PROVIDED DATA:

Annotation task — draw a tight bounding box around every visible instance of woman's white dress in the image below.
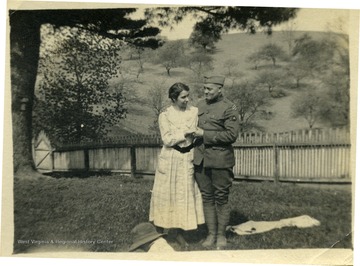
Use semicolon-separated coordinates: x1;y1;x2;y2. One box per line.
149;106;205;230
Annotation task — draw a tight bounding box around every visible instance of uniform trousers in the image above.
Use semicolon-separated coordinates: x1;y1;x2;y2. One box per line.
194;163;234;206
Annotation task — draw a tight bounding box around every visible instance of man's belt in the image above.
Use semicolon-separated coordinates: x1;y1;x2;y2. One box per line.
172;144;194;153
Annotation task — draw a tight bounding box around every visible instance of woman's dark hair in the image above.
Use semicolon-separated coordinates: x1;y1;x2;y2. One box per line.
169;82;190;102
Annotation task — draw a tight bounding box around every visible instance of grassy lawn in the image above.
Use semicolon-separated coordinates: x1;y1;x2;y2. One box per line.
14;174;352;253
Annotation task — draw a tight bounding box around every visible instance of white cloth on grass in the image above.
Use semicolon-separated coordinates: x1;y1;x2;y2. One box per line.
148;237;175;253
227;215;320;235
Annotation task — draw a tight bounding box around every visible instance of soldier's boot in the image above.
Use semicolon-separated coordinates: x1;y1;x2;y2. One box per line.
216;203;230;249
201;203;217;247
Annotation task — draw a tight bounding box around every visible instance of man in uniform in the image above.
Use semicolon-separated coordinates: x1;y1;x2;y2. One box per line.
193;76;239;249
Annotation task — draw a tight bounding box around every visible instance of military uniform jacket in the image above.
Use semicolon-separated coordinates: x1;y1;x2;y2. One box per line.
194;96;240;168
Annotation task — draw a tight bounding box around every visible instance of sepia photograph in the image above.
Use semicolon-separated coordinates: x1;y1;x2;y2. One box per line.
0;0;359;265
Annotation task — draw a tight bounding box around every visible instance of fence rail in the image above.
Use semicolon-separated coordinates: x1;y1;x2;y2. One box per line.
33;129;351;183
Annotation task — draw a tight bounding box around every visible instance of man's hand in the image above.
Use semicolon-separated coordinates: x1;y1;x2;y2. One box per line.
193;127;204;138
184;127;204;138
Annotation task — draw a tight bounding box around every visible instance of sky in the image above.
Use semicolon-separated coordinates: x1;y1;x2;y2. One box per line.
129;8;350;40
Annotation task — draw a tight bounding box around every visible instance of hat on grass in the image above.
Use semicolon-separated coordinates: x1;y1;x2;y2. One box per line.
129;223;164;251
204;76;225;87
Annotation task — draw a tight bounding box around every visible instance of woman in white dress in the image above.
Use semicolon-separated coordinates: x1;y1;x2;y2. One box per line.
149;83;205;248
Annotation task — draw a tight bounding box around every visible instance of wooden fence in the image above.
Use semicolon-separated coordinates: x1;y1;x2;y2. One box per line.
33;129;351;183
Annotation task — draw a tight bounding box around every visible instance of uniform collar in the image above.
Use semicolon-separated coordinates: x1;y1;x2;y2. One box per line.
205;94;224;104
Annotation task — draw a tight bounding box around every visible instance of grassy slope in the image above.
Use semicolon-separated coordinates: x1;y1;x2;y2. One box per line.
114;32;334;134
14;175;352;253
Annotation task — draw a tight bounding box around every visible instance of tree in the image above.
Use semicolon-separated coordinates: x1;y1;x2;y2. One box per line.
9;8;159;177
291;91;325;128
145;6;298;34
227;81;270;132
321;33;350;126
185;49;213;81
281;21;297;56
286;60;313;88
145;80;169;133
223;58;239;76
256;70;283;95
253;43;287;66
155;40;185;76
189;18;222;51
246;52;262;70
293;34;334;74
34;28;127;143
293;32;350;126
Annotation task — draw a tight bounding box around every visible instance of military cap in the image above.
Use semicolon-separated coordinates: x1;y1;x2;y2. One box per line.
204;76;225;87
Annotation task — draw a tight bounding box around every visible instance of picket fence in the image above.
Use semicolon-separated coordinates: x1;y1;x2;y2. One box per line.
34;128;352;183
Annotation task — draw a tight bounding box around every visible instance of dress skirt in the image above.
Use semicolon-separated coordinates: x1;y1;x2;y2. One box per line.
149;146;205;230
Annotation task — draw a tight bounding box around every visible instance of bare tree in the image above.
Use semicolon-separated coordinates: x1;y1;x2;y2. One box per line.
144;80;169;133
281;20;297;56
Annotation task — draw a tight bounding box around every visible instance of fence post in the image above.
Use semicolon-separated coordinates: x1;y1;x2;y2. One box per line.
273;143;279;183
130;145;136;178
84;149;90;171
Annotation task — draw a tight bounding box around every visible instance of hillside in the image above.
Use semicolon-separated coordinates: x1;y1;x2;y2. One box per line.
107;32;346;136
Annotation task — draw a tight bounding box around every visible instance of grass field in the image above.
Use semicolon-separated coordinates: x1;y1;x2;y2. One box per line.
14;174;352;254
106;32;334;136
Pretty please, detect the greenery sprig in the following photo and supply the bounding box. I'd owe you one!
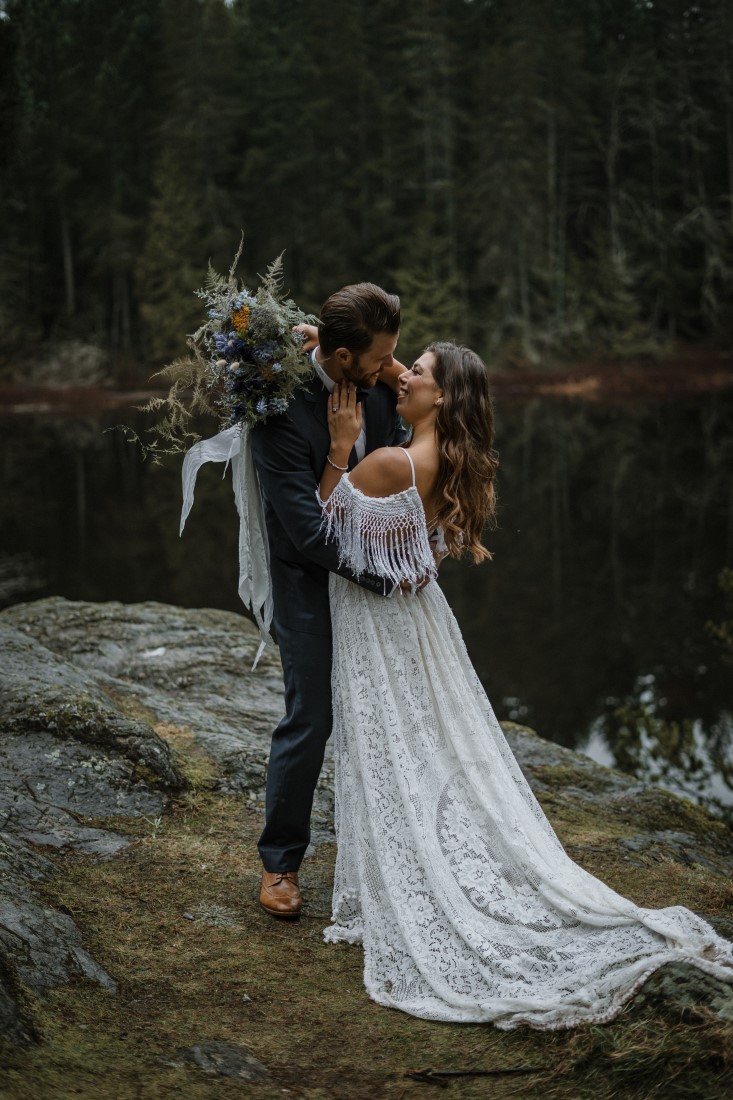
[128,241,318,458]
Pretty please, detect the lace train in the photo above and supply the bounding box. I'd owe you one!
[325,574,733,1029]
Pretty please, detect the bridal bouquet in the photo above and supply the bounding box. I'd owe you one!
[142,243,317,455]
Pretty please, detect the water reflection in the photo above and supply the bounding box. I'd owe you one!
[0,395,733,806]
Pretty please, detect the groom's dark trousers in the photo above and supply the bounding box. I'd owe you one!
[252,377,404,871]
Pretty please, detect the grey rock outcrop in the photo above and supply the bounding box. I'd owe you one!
[0,607,180,1042]
[0,598,733,1047]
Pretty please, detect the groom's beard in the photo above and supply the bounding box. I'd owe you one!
[343,355,382,389]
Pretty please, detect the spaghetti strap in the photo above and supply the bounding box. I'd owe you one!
[402,447,415,488]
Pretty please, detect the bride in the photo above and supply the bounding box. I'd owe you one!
[319,343,733,1029]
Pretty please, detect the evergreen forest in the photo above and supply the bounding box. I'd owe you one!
[0,0,733,380]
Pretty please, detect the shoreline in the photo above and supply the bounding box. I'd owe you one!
[0,353,733,418]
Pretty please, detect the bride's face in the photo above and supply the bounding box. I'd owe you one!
[397,351,442,424]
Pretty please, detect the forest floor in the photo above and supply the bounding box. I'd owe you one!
[0,350,733,416]
[0,727,733,1100]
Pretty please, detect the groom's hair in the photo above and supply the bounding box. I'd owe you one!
[318,283,400,355]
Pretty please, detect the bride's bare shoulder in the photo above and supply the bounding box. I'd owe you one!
[349,447,413,496]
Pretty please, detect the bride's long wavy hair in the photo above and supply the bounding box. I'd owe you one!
[426,343,499,563]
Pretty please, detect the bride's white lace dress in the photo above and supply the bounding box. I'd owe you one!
[325,475,733,1029]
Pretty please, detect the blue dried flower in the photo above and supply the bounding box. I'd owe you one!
[252,340,277,363]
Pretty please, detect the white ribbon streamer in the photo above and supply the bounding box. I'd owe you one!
[179,425,273,670]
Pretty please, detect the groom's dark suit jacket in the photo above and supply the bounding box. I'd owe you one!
[251,377,404,871]
[252,376,405,635]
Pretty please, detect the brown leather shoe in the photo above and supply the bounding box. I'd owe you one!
[260,871,303,917]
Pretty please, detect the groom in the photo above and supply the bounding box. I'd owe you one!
[251,283,404,917]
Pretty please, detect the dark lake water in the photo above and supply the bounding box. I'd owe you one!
[0,394,733,820]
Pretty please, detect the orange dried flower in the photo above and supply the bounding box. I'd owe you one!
[231,306,250,332]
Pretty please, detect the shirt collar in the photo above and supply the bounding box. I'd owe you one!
[310,348,336,394]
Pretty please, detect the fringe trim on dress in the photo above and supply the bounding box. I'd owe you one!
[318,474,437,589]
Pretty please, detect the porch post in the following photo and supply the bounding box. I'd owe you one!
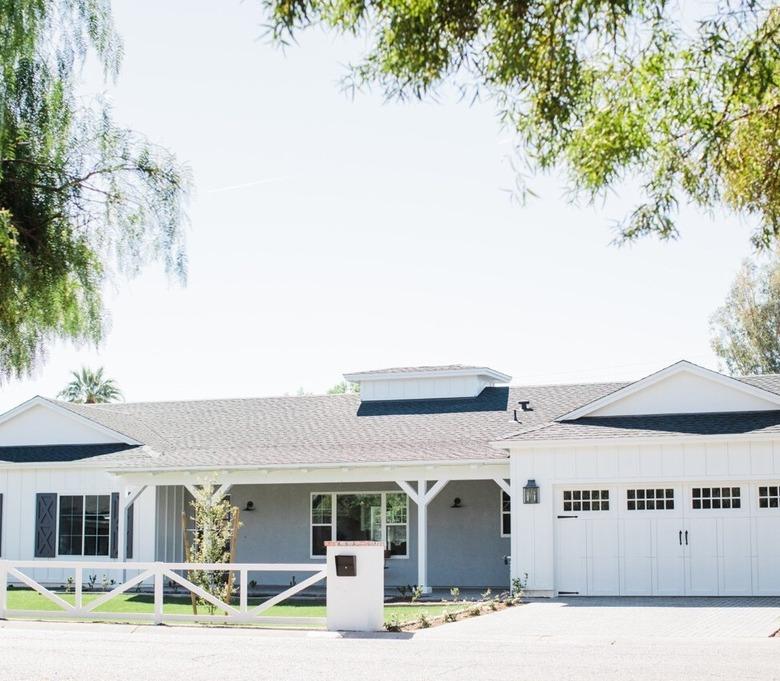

SHORT EXERCISE: Copy out all of the material above line for line, leaving out the pictures.

SOLUTION TO THIS PROBLEM:
Annotation task — draw a tight bounding box around every visible instance of woman's white dress in the image below.
Use semicolon-separated coordinates: x1;y1;x2;y2. One box per line.
149;106;205;230
Annotation task — draw a tight bounding box around every visible instance of uniform trousers in the image above.
Use semicolon-separated coordinates: x1;y1;x2;y2. One box per line.
194;163;234;206
Annotation task — draw a tight bounding box around every visible instance of man's belt in the image above.
Use semicolon-separated coordinates: x1;y1;x2;y2. One box per line.
172;144;194;153
Annotation task — draw a tight bounding box around every visible instance of woman's dark hair in the image above.
Use semicolon-separated coordinates: x1;y1;x2;y2. One box per line.
169;82;190;102
Annotation task — draw a tight bounding box around every visible instance of grassy lawn in the image above.
Use semicolon-separated coordinates: x1;y1;x2;y2. One box per line.
14;174;352;253
Annotation task — draw a tight bounding box around every visible instance of white cloth on grass in the image above.
Use semicolon-separated coordinates: x1;y1;x2;y2. One box per line.
148;237;175;253
227;215;320;235
Annotation task — draw a tight bounding box around every visible instance of soldier's boot in the image above.
Use semicolon-separated coordinates: x1;y1;x2;y2. One box per line.
216;203;230;249
201;203;217;247
Annotation task — draw a tight bounding box around every visible instance of man in uniform in the image above.
Use semicolon-separated coordinates: x1;y1;x2;y2. One box per line.
193;76;239;249
Annotation task — draw a tight bounding box around every visible instance of military uniform jacket in the image above.
Use semicolon-separated coordinates: x1;y1;x2;y2. One box per line.
194;96;240;168
Annotation task — draw a tight bounding box around every visible instance of sepia photograph in the image above.
Use semicolon-separated coordinates: x1;y1;x2;y2. One box per line.
0;0;359;265
Annotation task — draw a tight bounding box around every visible instance of fence rail in the image above.
Use semicolon-separated coordinates: x1;y1;x2;y2. One box per line.
33;129;351;183
Annotation task — draw a tight bounding box around every visible instance of man's hand in the image above.
Use semicolon-separated coordinates: x1;y1;x2;y2. One box per line.
193;127;204;138
184;127;204;138
Annotation task — draw a tight bounding box around every visible instance of sky in the image above.
Use semicolon-separated coordinates: x1;y1;x2;y2. One box per line.
129;8;350;40
Annotation task — draw a tight bounding box around every visible instance of hat on grass in the image above.
Use semicolon-separated coordinates: x1;y1;x2;y2. One box per line.
129;223;164;251
204;76;225;87
Annotation task — draw a tight bounding box around every visible instance of woman in white dress in the image above.
Use semicolon-separated coordinates: x1;y1;x2;y2. One box per line.
149;83;205;248
Annotation task — draw a tight bounding box around every visible instance of wooden fence in the image above.
Use semicolon-separated coordinates: x1;y1;x2;y2. One box per line.
33;129;351;183
Annotation task — draw a tight bounding box around every visible instance of uniform collar in the image above.
Use semicolon-separated coordinates: x1;y1;x2;y2. One box per line.
205;94;224;104
Annotation task — draw a tight bounding box around every visible instance of grassy slope in the image above.
Use semicolon-separated coordinates: x1;y1;x2;y2. One box per line.
114;32;334;134
14;175;352;253
Annotation task — draw a tight bounding box around every visible instance of tree in the image above.
Use semicolon-separated coordinates: x1;y1;x2;y2. One box per line.
9;8;159;177
291;91;325;128
145;6;298;34
227;81;270;132
321;33;350;126
185;49;213;81
281;21;297;56
286;60;313;88
145;80;169;133
223;58;239;76
256;70;283;95
253;43;287;66
155;40;185;76
189;18;222;51
246;52;262;70
293;34;334;74
34;28;127;143
293;32;350;126
Annotation task — draw a tight bounding box around every visible instance of military cap in the image above.
Use semicolon-separated coordinates: x1;y1;x2;y2. One box per line.
204;76;225;87
Annotation task — draw a tight bounding box around every visible instance of picket fence in the image above.
Use semicolon-separated coordinates: x1;y1;x2;y2. One box per line.
34;128;352;183
Annotation task — draw a tight bounding box around every visible instance of dress skirt in the image above.
Use semicolon-separated coordinates: x1;y1;x2;y2. One box per line.
149;146;205;230
Annotation task — draw a tight bounding box around every visible instance of bare tree in the image above.
Use semicolon-separated coordinates: x1;y1;x2;y2. One box per line.
144;80;169;133
281;20;297;56
Annotation task — draw a tight bounding box around every visible instance of fence post in the image above.
Use semicolon-separated coordinates: x1;y1;x2;y2. One box per line.
273;143;279;183
130;145;136;178
84;149;90;171
Annotation task — draw a tight bounding box around every visible instance of hillside in the image above.
Use semicolon-separated coordinates: x1;y1;x2;y2. One box per line.
107;32;346;136
Annotation task — draw a tight bounding box around every visible instance of grass field in the image above.
Use semicolon-separated coordinates: x1;y1;x2;y2. One box per line.
14;174;352;254
106;32;334;136
Pretty please, detect the greenery sprig in the following photo and supply the bounding box. I'd owe you one!
[128,241,318,458]
Pretty please, detect the lace train in the photo above and supply the bounding box. I'd owe you one!
[325,574,733,1029]
Pretty please, detect the bridal bouquet in the photo above and supply the bounding box. I'd owe you one!
[142,243,317,455]
Pretty please, detect the water reflection in the photo above and supply the bounding box. I'd owe you one!
[0,395,733,806]
Pretty please, detect the groom's dark trousers in the photo above and supply the bounding box. I'd owe you one!
[252,377,404,871]
Pretty please, detect the grey rock outcrop in the photo above and supply the bounding box. I'd owe you one!
[0,607,180,1042]
[0,598,733,1047]
Pretty please, detect the groom's beard in the photo above and supply the bounding box. I'd owe you one!
[343,355,382,389]
Pretty please, detect the spaghetti strap in the photo above and supply the bounding box. I'd owe you one!
[402,447,415,488]
Pretty please, detect the bride in the photo above and supply the bounding box. I'd owe you one!
[319,343,733,1029]
Pretty please, detect the evergreen forest in the photo above and supply the bounding box. I'd owe you one!
[0,0,733,380]
Pretty please, detect the shoreline in the photo above and supply the bounding box. I'd owe you one!
[0,353,733,418]
Pretty please, detect the bride's face in the photo above and supply the bounding box. I'd owe you one!
[397,351,442,424]
Pretty please, detect the forest floor in the photo above and supply the bounding box. I'd owe you one!
[0,350,733,416]
[0,727,733,1100]
Pretty please, detect the groom's hair in the photo above and supply the bounding box. I'd owe you one!
[318,283,400,355]
Pretty please, detect the bride's bare shoulder in the photo above and supply the bounding box. I'd owe you one!
[349,447,413,496]
Pretty please, detect the bride's long wavy hair in the photo above and supply the bounding box. I'd owe you one!
[426,343,499,563]
Pretty please, detect the bride's white lace dress in the photo above and supply the bounding box. I'd owe you one!
[325,475,733,1029]
Pretty please, detect the blue dried flower in the photo above and supply the bounding box. I'd owe you one!
[252,340,277,363]
Pretty please, detect the white ribbon streamer in the photo above and supply the bounding box. I'd owe you one!
[179,425,273,670]
Pretty please, detect the groom's dark suit jacket in the photo above and supply the bounding box. I'd owe you one!
[251,377,404,871]
[252,376,405,635]
Pretty please, detect the brown leather shoe in the photo above and supply the bounding box. I'd owe you one!
[260,871,303,917]
Pretty please, detect the groom in the photo above and supply the bounding box. I'd owe you one!
[251,283,404,917]
Pretty please, detect the dark lake water in the photo above and supply the bounding box. I'd owe you one!
[0,394,733,820]
Pretty please, detect the orange dried flower in the photo above and supply the bounding box. I'd owe you one!
[231,306,250,332]
Pretty please, detect the shirt collar in the photo above and supply the bounding box. I'd owe you one!
[310,348,336,394]
Pretty please, detect the fringe trim on dress in the photo above and supply the bounding box. I'd owe you one!
[318,474,437,589]
Pretty please, detect the porch post in the following photo and supply the bounding box. I'd owe you one!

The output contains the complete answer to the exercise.